# Making Molds for Soft Plastics?



## Bryan_VA (Sep 28, 2007)

Does anyone make their own molds for soft plastic baits? I know Lurecraft sells an RTV Silicone mold making kit. Was thinking about ordering it and giving it a try. I know you can do it with plaster too but silicone seems much better. Thanks


----------



## Captain Ahab (Sep 28, 2007)

I did a few with Plaster and it works decent. I am now gonna step that up!

The molds are so cheap that I just have not bothered (YET)


----------



## dampeoples (Sep 28, 2007)

I've never tried, but have seen some nice baits that came out of both Silicone and Plaster molds. If it's your first mold, I recommend making it out of POP to begin with, as the learning curve is expensive going the silicone method!


----------



## Bryan_VA (Sep 28, 2007)

Yeah I guess Lurecraft has some pretty cheap molds ready to go, that's probably the thing to do. But maybe if I'm feeling creative one day I'll go pick up some POP and give it a try.


----------



## dampeoples (Sep 28, 2007)

Don't get discouraged! I was just saying that starting with silicone could be costly if you make a bunch of mistakes, where perfecting your technique with POP would be the way I would do it, then make a final mold out of the expensive stuff.


----------



## Bryan_VA (Sep 28, 2007)

Mistakes? What's that? 8) 

Question: when you guys make POP molds what, if anything, do you use to seal or coat the plaster before you start pouring baits into it?

And another: have either of you made 2-part molds with silicone? Can you make them the same way as you would with plaster?

Thanks!


----------



## Captain Ahab (Sep 28, 2007)

You need to seal the POP with a plaster/wall board, water soluble sealer such as Valspar gloss glaze.


----------

INFORMATION SHOWN:
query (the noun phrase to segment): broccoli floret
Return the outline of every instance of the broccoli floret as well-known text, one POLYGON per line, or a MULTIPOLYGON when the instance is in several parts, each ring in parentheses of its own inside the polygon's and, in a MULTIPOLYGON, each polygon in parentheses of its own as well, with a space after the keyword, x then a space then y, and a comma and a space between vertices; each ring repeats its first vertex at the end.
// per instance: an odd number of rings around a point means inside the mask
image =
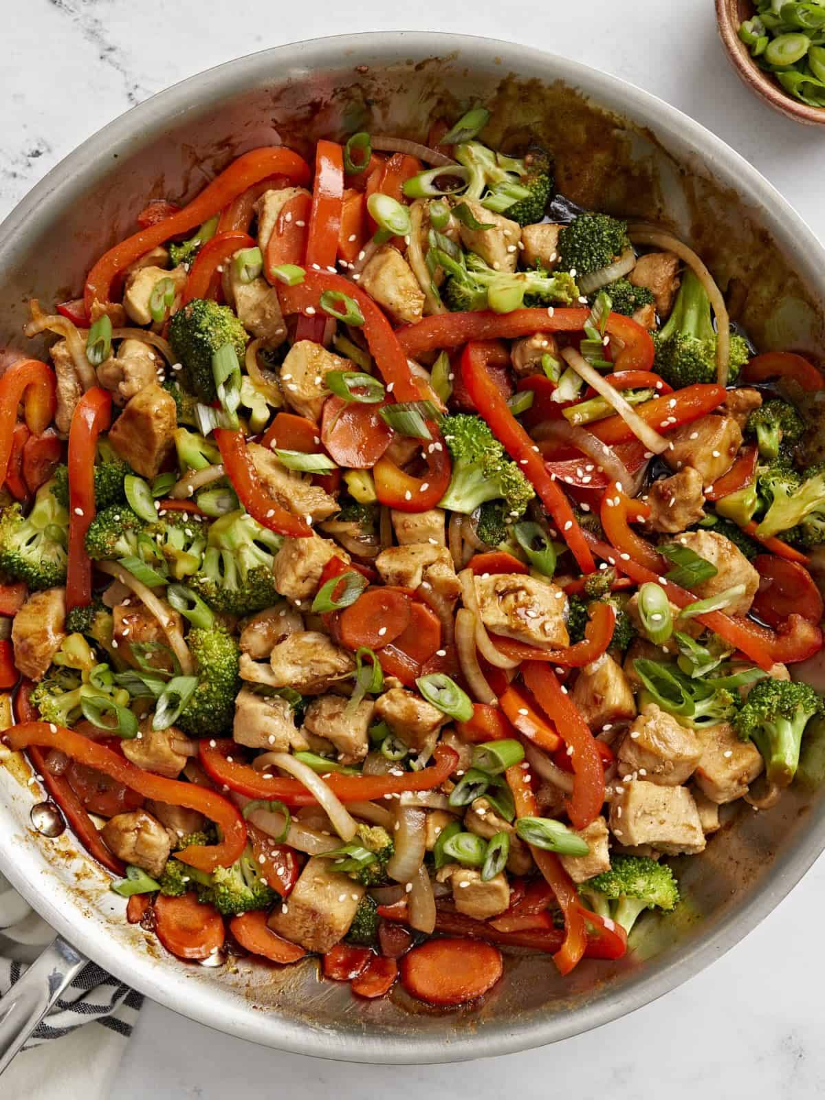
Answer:
POLYGON ((823 700, 810 684, 760 680, 748 693, 734 725, 744 741, 754 741, 765 759, 768 781, 788 787, 796 774, 805 726, 823 714, 823 700))
POLYGON ((240 362, 246 350, 246 330, 229 306, 193 298, 169 321, 172 350, 186 367, 187 378, 201 402, 217 399, 212 355, 231 344, 240 362))
POLYGON ((204 560, 188 584, 227 615, 272 607, 280 600, 272 568, 282 541, 245 512, 230 512, 209 528, 204 560))
POLYGON ((474 253, 455 261, 437 250, 450 275, 442 296, 453 311, 493 309, 508 314, 522 304, 528 306, 569 306, 579 297, 575 279, 565 272, 549 274, 541 267, 526 272, 497 272, 474 253))
MULTIPOLYGON (((653 369, 674 389, 716 381, 716 332, 711 320, 711 301, 690 268, 682 276, 682 285, 667 323, 653 333, 653 369)), ((732 332, 729 382, 736 381, 749 358, 747 341, 732 332)))
POLYGON ((580 213, 559 230, 559 267, 590 275, 612 264, 630 248, 627 222, 607 213, 580 213))
POLYGON ((195 627, 186 637, 198 686, 175 725, 190 737, 220 737, 232 728, 240 690, 238 642, 219 627, 195 627))
POLYGON ((556 183, 552 161, 544 150, 530 148, 526 156, 514 157, 469 141, 457 145, 454 152, 455 160, 470 168, 464 198, 481 199, 487 210, 519 226, 541 221, 556 183))
POLYGON ((503 498, 508 518, 524 514, 536 495, 481 417, 444 417, 442 431, 452 457, 452 477, 440 507, 471 515, 486 501, 503 498))
POLYGON ((370 894, 365 894, 359 902, 350 931, 344 937, 346 943, 358 947, 372 947, 378 939, 380 923, 378 903, 370 894))
POLYGON ((647 856, 614 856, 609 871, 582 882, 579 892, 593 912, 612 917, 628 935, 646 909, 670 913, 679 904, 673 871, 647 856))
POLYGON ((28 516, 16 503, 0 516, 0 572, 25 581, 32 590, 54 588, 66 582, 68 512, 52 493, 52 483, 37 490, 28 516))

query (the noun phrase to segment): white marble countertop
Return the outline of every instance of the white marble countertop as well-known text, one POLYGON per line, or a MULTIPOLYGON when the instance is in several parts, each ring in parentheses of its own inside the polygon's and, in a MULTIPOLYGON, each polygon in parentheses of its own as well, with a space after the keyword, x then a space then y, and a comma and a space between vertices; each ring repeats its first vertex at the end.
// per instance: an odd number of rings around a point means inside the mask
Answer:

TO-DO LIST:
a – Name each distinct username that posts in the forum thread about making molds for soft plastics, listing each once.
b – Please copy word for word the part of the forum thread about making molds for soft plastics between "Don't get discouraged!" and "the expensive stuff.", inclusive.

WORKED ANSWERS:
a –
Bryan_VA
Captain Ahab
dampeoples

b –
Don't get discouraged! I was just saying that starting with silicone could be costly if you make a bunch of mistakes, where perfecting your technique with POP would be the way I would do it, then make a final mold out of the expensive stuff.